### ABOUT THIS EXERCISE:
Go over the material below and report every line that contains the word "around".

### RECORDS TO USE:
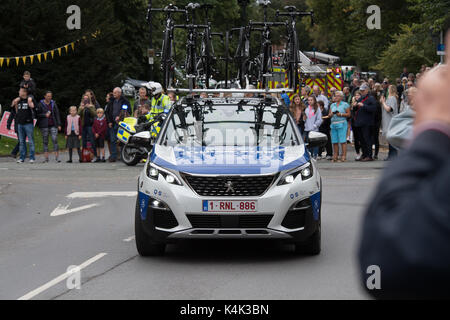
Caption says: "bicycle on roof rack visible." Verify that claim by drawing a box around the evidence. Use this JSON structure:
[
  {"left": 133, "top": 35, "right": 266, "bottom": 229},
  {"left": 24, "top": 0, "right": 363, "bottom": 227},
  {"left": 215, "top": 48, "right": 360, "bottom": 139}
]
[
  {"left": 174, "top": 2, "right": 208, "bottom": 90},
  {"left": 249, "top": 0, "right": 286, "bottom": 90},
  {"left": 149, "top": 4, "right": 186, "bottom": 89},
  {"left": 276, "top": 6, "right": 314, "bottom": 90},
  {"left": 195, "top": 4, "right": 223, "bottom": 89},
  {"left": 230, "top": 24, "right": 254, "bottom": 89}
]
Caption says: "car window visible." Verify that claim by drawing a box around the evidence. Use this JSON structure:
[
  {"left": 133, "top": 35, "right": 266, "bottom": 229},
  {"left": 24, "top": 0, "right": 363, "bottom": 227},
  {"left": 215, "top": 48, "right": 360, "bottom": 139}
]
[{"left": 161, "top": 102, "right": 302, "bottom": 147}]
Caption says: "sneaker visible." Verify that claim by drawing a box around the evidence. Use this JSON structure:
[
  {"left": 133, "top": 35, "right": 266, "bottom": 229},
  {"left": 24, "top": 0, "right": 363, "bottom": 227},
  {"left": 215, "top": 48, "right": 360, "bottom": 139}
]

==

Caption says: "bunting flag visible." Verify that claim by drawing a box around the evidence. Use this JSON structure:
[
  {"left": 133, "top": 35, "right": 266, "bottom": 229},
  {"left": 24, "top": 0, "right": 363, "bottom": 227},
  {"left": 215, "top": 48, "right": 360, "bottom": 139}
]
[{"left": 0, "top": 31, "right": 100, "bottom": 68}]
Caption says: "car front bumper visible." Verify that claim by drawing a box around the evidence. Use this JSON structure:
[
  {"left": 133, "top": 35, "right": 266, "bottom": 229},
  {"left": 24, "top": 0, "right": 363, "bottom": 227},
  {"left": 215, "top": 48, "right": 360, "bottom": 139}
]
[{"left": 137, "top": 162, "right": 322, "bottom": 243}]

...

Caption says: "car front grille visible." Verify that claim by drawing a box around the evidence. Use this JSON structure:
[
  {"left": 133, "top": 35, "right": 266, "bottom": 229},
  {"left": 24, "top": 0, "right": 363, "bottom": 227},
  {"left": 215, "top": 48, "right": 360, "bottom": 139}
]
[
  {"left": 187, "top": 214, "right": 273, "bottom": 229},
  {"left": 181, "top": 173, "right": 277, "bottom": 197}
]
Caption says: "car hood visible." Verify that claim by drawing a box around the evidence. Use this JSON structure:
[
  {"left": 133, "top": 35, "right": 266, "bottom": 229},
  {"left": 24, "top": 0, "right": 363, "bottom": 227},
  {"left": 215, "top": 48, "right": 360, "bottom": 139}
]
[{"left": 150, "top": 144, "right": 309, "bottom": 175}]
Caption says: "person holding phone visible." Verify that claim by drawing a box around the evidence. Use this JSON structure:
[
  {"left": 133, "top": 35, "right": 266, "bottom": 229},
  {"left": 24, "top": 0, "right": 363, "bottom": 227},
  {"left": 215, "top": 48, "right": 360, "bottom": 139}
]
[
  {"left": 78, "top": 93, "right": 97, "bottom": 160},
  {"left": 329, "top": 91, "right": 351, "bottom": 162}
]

### SOLVED PROBLEM:
Caption says: "bicycle on roof rack visible." Verify that claim by drawing a box around the evidence. Use this JSON structure:
Caption says: "car window visible." Verify that claim by drawing a box around the evidence. Use this JSON structure:
Caption says: "sneaker visible." Verify that claim by drawing a box around the evidence. Use this JSON structure:
Caption says: "bunting flag visible." Verify that claim by drawing a box around the evidence. Use this JSON structure:
Caption says: "car front bumper visible." Verify that claim by drawing a box around the evidence. Use this JSON structure:
Caption says: "car front grille visible." Verify that claim by drawing a box around the evidence. Use this JSON structure:
Caption says: "car hood visible." Verify that claim by drawing a box around the evidence. Use this JSON structure:
Caption says: "person holding phone visible." Verify that claim by drawing a box around the evidence. Use this JSON structure:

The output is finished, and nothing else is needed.